Objectives
#1 Return each line of the records that contains the word "instance".
#2 Extend the opinion piece on the Bombay High Court's stay of Salman Khan's prison sentence, picking up after its final sentence.

Excerpted passage
▽

Updated on: 09 May,2015 07:20 AM IST  | 
Kanchan Gupta |

If there were any fears that millions of fans of Bollywood actor Salman Khan would have a miserable weekend agonising over their idol’s hardship in jail, those have been put to rest by an obliging Bombay High Court

The law? It is but a cruel joke

If there were any fears that millions of fans of Bollywood actor Salman Khan would have a miserable weekend agonising over their idol’s hardship in jail, those have been put to rest by an obliging Bombay High Court. The trial court’s verdict, sentencing Salman Khan to five years’ imprisonment after holding him guilty of running over pavement dwellers and killing one of them, has been stayed by the High Court till it disposes of his appeal.


Salman Khan’s fans celebrate outside his residence after the Bombay High Court suspended the actor’s five-year prison sentence in the hit-and-run case on Friday. Pic/PTI
Salman Khan’s fans celebrate outside his residence after the Bombay High Court suspended the actor’s five-year prison sentence in the hit-and-run case on Friday. Pic/PTI


It took 13 years for the trial court to pronounce its verdict. It is anybody’s guess as to how long it will take for the appeals process to be over. Years and more pass by as our creaky criminal justice system dawdles over whether to punish or not to punish those who are in breach of the law of the land. By the time justice is pretended to be done, or perceived to be done, the crime committed has been all but forgotten, airbrushed from the collective memory of the masses.

△

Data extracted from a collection
▽

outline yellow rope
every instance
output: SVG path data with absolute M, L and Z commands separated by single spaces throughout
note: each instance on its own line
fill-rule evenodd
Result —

△

Responses per task
#1
every instance
note: each instance on its own line

#2
This is not the first time that we are witnessing what frankly amounts to preferential treatment by the courts of law. For long it has been an established practice in this wondrous land of ours. The law is cited not to punish and deter criminals, at least not often enough, but to provide an alibi for individuals like Salman Khan. It can then be said that ‘due process of law’ was followed without cutting corners.

I am reminded of the horrific ‘BMW case’ that shook the conscience of Delhi’s residents who are otherwise not known to be bothered about right and wrong, ethical and unethical, moral and immoral. Few would remember the cold January night in 1999 when a drunk Sanjeev Nanda ploughed through a police check post, killing six persons, among them three Delhi Police men in uniform.

Nor will many recall that in a mockery of justice, all that the son of powerful businessman Suresh Nanda was given by way of punishment was two years’ imprisonment. It may have been coincidental that the sentence equalled the time the culprit had already spent in jail. But not everybody was convinced that the highest court of the land had been fair in meting out punishment. Yes, there was a fine to be paid but that was loose change for the culprit’s super-rich daddy.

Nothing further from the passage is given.